● **Problems to solve**:
**1.** Summarize the account of Matt's hospital stay in two sentences.
**2.** Reproduce word for word the stretch of the account of Matt's hospital stay from "The love and" through "the next day.".

● **Supplied text**:

"""

By Sunday morning, his fever was down to about 101 and the infection did not spread anymore fortunately. However, that afternoon, the infection started up again, so they switched from the Clindamyosin to Vancomycin, an even stronger drug to kill whatever was lurking.
Because we still did not have a clear diagnosis as to what Matt had, they put us in isolation – which also meant…we got our own room – so nice! It even had a fridge! Thank goodness for that, because every visitor that came brought me diet coke, my drug of choice and I had a place to keep it cold.

I settled in, organized all of the amazing gifts Matt had received and made ourselves comfortable.

The love and support we were receiving from the community was truly overwhelming. Meals were set up, the other 4 boys were being taken care of and well wishes were overflowing my inbox. I updated everyone as to what was going on thru Facebook and the vast amount of encouragement was awesome. A lot of juggling went on; however with help from everyone, Mike was able to keep the other boys schedules in order, while I pretty much lived at the hospital with Matt. He relieved me about 3 hours a day, so that I could go home, shower and do Jen’s List for the next day.

"""

[Extracted records]
"""

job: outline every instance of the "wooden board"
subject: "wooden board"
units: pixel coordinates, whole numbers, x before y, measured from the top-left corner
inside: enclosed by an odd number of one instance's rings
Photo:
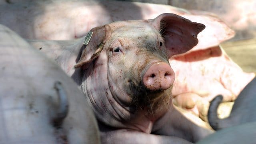
[[[256,73],[256,38],[226,42],[221,46],[244,71]]]

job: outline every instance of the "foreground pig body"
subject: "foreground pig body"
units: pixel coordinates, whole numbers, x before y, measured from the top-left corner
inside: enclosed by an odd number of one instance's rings
[[[98,144],[96,119],[71,78],[0,25],[0,143]]]
[[[86,46],[83,39],[68,46],[30,42],[42,47],[80,86],[98,120],[102,142],[188,142],[178,137],[195,142],[212,132],[173,107],[175,75],[168,60],[195,46],[204,27],[165,14],[93,28]]]
[[[217,108],[223,97],[218,96],[211,102],[208,112],[209,122],[215,130],[231,126],[256,121],[256,78],[254,78],[244,89],[233,106],[230,115],[220,119],[218,117]]]

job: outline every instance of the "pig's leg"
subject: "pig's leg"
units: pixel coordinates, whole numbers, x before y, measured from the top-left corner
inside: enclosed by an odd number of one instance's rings
[[[173,99],[173,103],[180,107],[194,112],[205,122],[207,122],[207,113],[210,103],[198,94],[193,92],[181,94]]]
[[[122,129],[101,132],[102,144],[192,144],[182,138],[146,134],[134,130]]]
[[[173,106],[156,124],[162,126],[154,132],[155,134],[178,136],[194,142],[213,132],[213,130],[196,125]]]

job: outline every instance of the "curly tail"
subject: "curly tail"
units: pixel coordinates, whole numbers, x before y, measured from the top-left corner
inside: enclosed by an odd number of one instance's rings
[[[208,117],[209,123],[212,128],[215,130],[222,128],[220,126],[220,124],[223,120],[220,119],[218,117],[217,109],[220,104],[222,102],[223,99],[223,96],[220,95],[214,98],[211,102],[208,110]]]

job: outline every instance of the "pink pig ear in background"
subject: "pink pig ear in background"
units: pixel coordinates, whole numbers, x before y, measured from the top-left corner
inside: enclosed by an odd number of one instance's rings
[[[111,35],[110,28],[106,25],[92,28],[92,36],[89,43],[83,50],[80,59],[75,68],[80,68],[87,64],[97,58],[102,51],[104,44]]]
[[[205,28],[202,24],[192,22],[174,14],[163,14],[152,21],[165,41],[169,58],[182,54],[198,43],[197,34]]]

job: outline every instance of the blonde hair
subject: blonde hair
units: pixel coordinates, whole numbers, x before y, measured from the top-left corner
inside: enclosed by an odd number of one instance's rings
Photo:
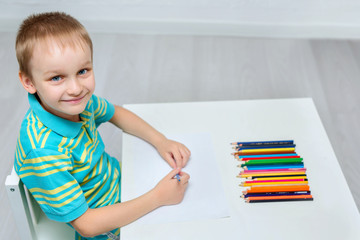
[[[61,47],[87,44],[92,58],[91,38],[78,20],[62,12],[34,14],[23,21],[16,36],[16,57],[22,73],[31,77],[29,63],[34,48],[36,44],[46,44],[49,39],[54,39]]]

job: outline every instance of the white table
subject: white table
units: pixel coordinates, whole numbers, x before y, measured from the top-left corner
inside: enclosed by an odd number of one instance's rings
[[[121,229],[132,239],[360,239],[360,215],[312,99],[276,99],[164,104],[131,104],[165,135],[208,132],[220,166],[230,217],[201,221],[147,224]],[[230,142],[295,140],[304,158],[314,201],[244,203],[240,199],[237,161]],[[134,179],[131,137],[123,136],[122,197]],[[192,159],[196,161],[196,159]],[[155,210],[156,211],[156,210]]]

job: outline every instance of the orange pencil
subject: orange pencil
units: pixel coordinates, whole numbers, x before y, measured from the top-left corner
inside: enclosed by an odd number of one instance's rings
[[[261,193],[261,192],[296,192],[296,191],[310,191],[309,185],[302,186],[276,186],[276,187],[252,187],[246,190],[246,193]]]
[[[308,181],[296,181],[296,182],[266,182],[266,183],[241,183],[241,187],[252,187],[252,186],[294,186],[294,185],[307,185]]]
[[[282,195],[282,196],[266,196],[266,197],[247,197],[248,200],[275,200],[275,199],[296,199],[296,198],[312,198],[312,195]]]

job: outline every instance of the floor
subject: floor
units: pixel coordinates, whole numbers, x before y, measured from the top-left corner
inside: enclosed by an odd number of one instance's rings
[[[116,104],[313,98],[360,207],[360,41],[120,34],[91,37],[95,93]],[[0,124],[5,126],[0,132],[2,183],[12,168],[19,126],[28,108],[25,90],[17,79],[14,39],[15,33],[0,33]],[[110,125],[102,125],[100,132],[107,151],[120,159],[121,132],[113,131]],[[0,235],[17,240],[4,185],[0,186]]]

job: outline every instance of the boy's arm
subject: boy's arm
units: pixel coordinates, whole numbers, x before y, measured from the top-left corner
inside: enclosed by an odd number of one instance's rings
[[[173,168],[182,168],[189,160],[191,153],[187,147],[181,143],[167,139],[140,117],[123,107],[115,105],[115,113],[110,119],[110,122],[123,131],[152,144]]]
[[[180,181],[174,179],[176,174],[180,174]],[[88,209],[71,225],[84,237],[94,237],[125,226],[160,206],[180,203],[189,178],[180,169],[174,169],[144,195],[127,202]]]

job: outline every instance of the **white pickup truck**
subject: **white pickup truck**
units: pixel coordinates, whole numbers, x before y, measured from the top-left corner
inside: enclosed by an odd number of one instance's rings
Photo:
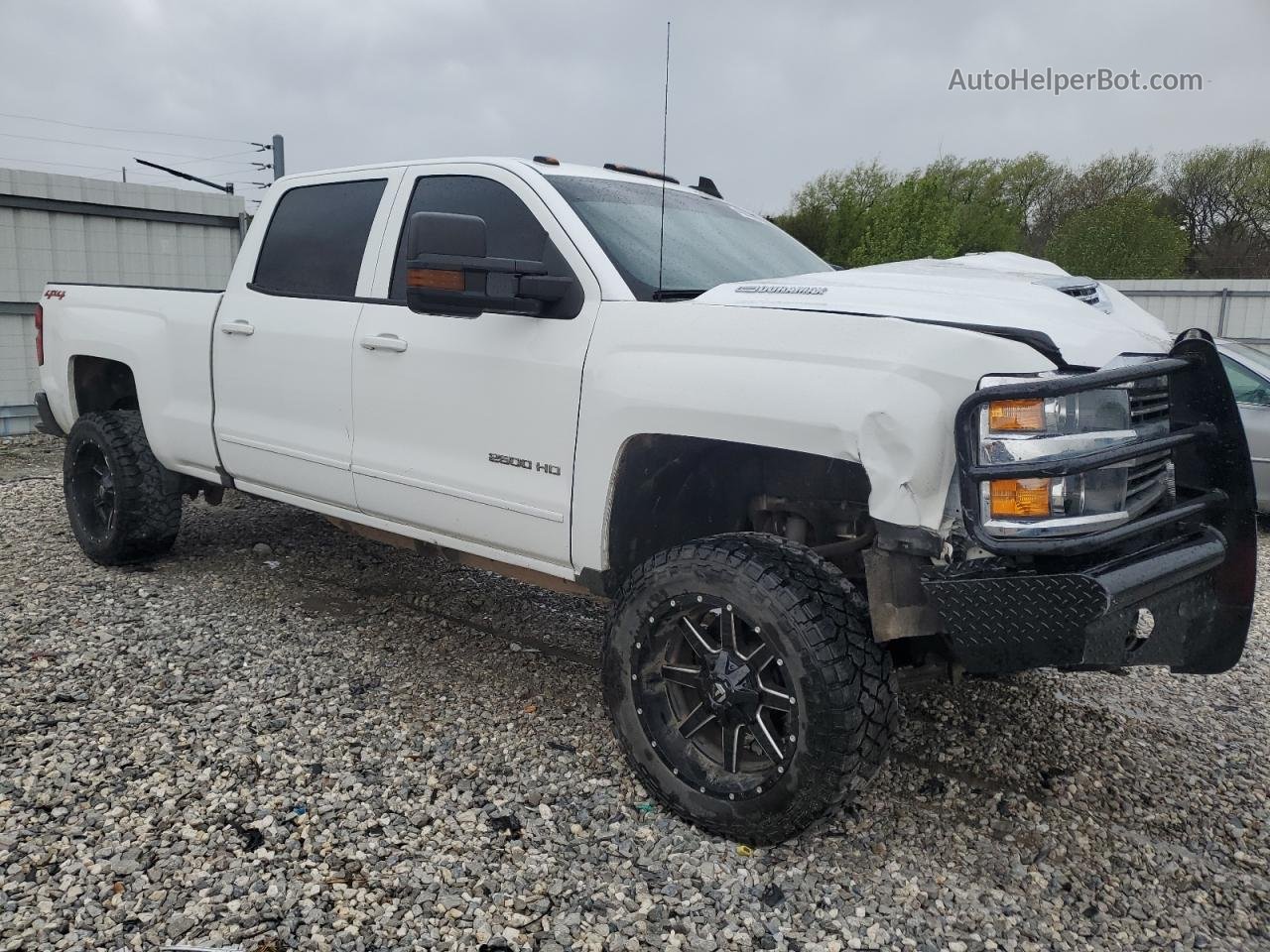
[[[224,293],[53,282],[37,324],[90,559],[234,487],[608,598],[631,768],[751,843],[878,770],[899,669],[1243,650],[1212,340],[1045,261],[834,270],[709,179],[455,159],[284,178]]]

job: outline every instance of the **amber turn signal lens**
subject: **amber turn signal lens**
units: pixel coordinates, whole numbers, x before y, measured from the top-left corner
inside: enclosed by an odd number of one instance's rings
[[[1049,515],[1049,480],[993,480],[991,499],[993,517]]]
[[[408,288],[429,288],[432,291],[464,291],[467,281],[462,272],[441,270],[439,268],[410,268],[405,273]]]
[[[988,429],[993,433],[1041,433],[1044,400],[993,400],[988,404]]]

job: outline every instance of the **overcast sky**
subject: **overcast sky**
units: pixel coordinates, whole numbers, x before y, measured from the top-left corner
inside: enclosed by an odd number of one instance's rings
[[[536,152],[657,168],[667,19],[669,171],[710,175],[763,212],[826,169],[875,157],[908,169],[1040,150],[1078,162],[1270,137],[1266,0],[0,0],[0,113],[281,132],[288,171]],[[1024,67],[1194,72],[1203,90],[949,90],[958,69]],[[269,174],[243,165],[250,156],[207,160],[234,142],[8,117],[0,133],[3,166],[104,176],[136,154],[215,179]]]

"""

● **Your responses**:
**1.** After Matt's fever fell to about 101 on Sunday morning, the infection started up again that afternoon, so his drug was switched from Clindamyosin to the stronger Vancomycin, and because there was still no clear diagnosis, they were put in an isolation room of their own with a fridge. The community's support was overwhelming, with meals set up and the other four boys cared for, while Mike kept the boys' schedules in order and the writer stayed at the hospital with Matt, getting about three hours a day to go home.

**2.**
The love and support we were receiving from the community was truly overwhelming. Meals were set up, the other 4 boys were being taken care of and well wishes were overflowing my inbox. I updated everyone as to what was going on thru Facebook and the vast amount of encouragement was awesome. A lot of juggling went on; however with help from everyone, Mike was able to keep the other boys schedules in order, while I pretty much lived at the hospital with Matt. He relieved me about 3 hours a day, so that I could go home, shower and do Jen’s List for the next day.